Problèmes »
[1] Répondez à ces questions sur l'extrait consacré à Mike Oldfield :
(a) Dans quelle ville Mike Oldfield termine-t-il sa tournée européenne le 7 mai 1979 ?
(b) Qui joue les cloches tubulaires à la fin de « Woodhenge » ?
(c) Quel titre Mike compte-t-il donner à son nouvel album ?
[2] Recopiez mot pour mot le passage de l'extrait consacré à Mike Oldfield qui s'ouvre sur les mots « Pour construire cet » et se termine par « datant de 1976. ».

*** Extrait du document

Le 7 mai 1979, Mike Oldfield conclue une tournée européenne à Manchester, au cours de laquelle il a joué Tubular Bells, Incantations et son dernier single, "Guilty", avec un groupe de 53 musiciens ! Musicalement un triomphe, la tournée est un désastre financier, en particulier pour Mike Oldfield qui doit assumer lui-même une partie des pertes, et se retrouve au bord de la banqueroute. Au printemps 79, il est donc urgent pour Mike Oldfield et Virgin de sortir de nouveaux disques.
Avant même la sortie d'un album live (Exposed sortira en juillet 1979), Mike Oldfield commence donc à travailler sur un nouvel album solo. Rompant avec ses habitudes, Mike Oldfield s'entoure de nombreux musiciens, y compris pour des instruments dont il ne déléguait pas jusqu'alors les partitions : basse, claviers. Mike rappelle également son vieux compère Tom Newman, pour produire l'album en collaboration avec l'ingénieur du son Kurt Munkacsi(1). Les enregistrements sont effectués à New York, The Manor, Througham et Denham.
Pour construire cet album, Mike Oldfield reprend deux morceaux qu'il avait composés en 1976 et qu'il avait inclus dans la bande originale du documentaire "Reflection"(2).
L'un est repris tel quel : c'est "Woodhenge", morceau brumeux et étrange qui rappelle Incantations, l'album de l'année précédente. La jeune femme chargée des relations publiques chez Virgin dont Mike est fou amoureux depuis fin 1978, Sally Cooper, y joue les cloches tubulaires que l'on entend à la fin du morceau. Le morceau constitue probablement la partie de l'album enregistrée à Thougham, où Mike habite jusqu'à l'été 1979. On peut même supposer qu'en dehors des cloches tubulaires, le reste du morceau est effectivement l'enregistrement datant de 1976.
L'autre morceau que Mike reprend est au contraire totalement retravaillé. Une mélodie langoureuse que Mike jouait au piano dans "Reflection" est reprise avec un tempo rapide sur la guitare électrique et devient la fin du morceau "Platinum" (avant et après les "doo wap" chantés). Pour le motif principal du même morceau, Mike fabrique de nouveau une mélodie basée sur des gammes, telles qu'il les faisaient déjà à la guitare électrique, dans des morceaux tels que "First Excursion" et "Incantations part 3". Il semble qu'il ait surtout développé ce type de composition sur sa guitare favorite de l'époque, la Gibson L6S (que l'on voit dans le live Exposed). Là aussi, s'il reprend ces gammes, c'est les accélérant considérablement pour parvenir au thème principal de "Platinum" : "dadadada-dadada"...
Mike Oldfield insère ces deux morceaux sur chacune des deux faces de l'album que Mike compte appeler Airborn, et qu'il construit d'une nouvelle manière : les séquences y sont plus individualisées qu'avant, et seul un thème y est récurrent (et pas pour longtemps) ; seuls des enchaînements mixés assurent une forme de continuité sur l'ensemble de l'album ; la plupart des morceaux sont marqués par la présence de la batterie, les rythmiques rock et disco(3) ayant déjà été introduites dans "Guilty" fin 1978 et dans l'interprétation live de Tubular Bells au printemps 1979.

******
*** Données fournies

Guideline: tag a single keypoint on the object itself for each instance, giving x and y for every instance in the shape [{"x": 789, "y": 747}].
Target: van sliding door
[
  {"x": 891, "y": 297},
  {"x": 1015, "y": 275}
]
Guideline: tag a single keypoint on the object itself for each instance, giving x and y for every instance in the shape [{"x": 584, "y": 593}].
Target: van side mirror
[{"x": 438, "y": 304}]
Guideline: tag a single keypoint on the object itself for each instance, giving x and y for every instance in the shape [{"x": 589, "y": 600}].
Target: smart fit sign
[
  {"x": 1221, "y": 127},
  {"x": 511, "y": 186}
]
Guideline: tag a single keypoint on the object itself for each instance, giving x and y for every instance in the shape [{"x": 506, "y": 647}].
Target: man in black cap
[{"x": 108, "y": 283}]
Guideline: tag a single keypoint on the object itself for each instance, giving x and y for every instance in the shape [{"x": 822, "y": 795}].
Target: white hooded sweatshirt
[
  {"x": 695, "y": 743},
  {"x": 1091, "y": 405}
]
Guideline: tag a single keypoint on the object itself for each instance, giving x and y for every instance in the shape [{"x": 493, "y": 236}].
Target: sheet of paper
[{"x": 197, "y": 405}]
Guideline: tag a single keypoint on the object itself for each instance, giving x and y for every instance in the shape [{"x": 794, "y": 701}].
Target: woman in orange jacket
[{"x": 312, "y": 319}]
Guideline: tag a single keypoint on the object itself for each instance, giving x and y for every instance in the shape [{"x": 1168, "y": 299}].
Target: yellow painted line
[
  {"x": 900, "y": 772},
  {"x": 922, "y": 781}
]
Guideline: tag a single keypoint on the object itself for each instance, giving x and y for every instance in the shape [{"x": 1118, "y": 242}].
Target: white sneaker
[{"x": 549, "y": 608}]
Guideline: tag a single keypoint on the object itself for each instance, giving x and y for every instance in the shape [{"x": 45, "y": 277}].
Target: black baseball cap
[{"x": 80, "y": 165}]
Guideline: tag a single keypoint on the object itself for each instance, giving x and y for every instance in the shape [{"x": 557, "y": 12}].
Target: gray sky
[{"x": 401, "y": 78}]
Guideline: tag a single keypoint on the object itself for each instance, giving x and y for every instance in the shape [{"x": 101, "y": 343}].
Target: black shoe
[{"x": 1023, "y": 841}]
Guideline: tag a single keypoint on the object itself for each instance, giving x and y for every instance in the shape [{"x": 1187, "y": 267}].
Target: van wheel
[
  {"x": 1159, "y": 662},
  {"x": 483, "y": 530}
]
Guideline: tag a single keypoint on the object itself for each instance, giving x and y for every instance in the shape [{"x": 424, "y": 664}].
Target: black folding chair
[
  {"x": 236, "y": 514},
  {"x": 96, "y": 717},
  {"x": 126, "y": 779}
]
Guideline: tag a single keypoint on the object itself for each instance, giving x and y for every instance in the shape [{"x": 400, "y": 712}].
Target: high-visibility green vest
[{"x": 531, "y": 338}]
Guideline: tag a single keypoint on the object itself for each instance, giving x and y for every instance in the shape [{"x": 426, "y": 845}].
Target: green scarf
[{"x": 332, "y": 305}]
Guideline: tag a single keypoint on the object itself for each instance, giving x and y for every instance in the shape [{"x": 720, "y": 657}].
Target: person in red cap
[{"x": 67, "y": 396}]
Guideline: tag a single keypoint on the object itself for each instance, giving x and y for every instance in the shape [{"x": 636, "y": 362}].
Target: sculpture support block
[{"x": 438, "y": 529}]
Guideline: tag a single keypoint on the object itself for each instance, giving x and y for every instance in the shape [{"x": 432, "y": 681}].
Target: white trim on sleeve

******

Réponses par consigne »
[1]
(a) À Manchester.
(b) Sally Cooper.
(c) Airborn.

[2]
Pour construire cet album, Mike Oldfield reprend deux morceaux qu'il avait composés en 1976 et qu'il avait inclus dans la bande originale du documentaire "Reflection"(2).
L'un est repris tel quel : c'est "Woodhenge", morceau brumeux et étrange qui rappelle Incantations, l'album de l'année précédente. La jeune femme chargée des relations publiques chez Virgin dont Mike est fou amoureux depuis fin 1978, Sally Cooper, y joue les cloches tubulaires que l'on entend à la fin du morceau. Le morceau constitue probablement la partie de l'album enregistrée à Thougham, où Mike habite jusqu'à l'été 1979. On peut même supposer qu'en dehors des cloches tubulaires, le reste du morceau est effectivement l'enregistrement datant de 1976.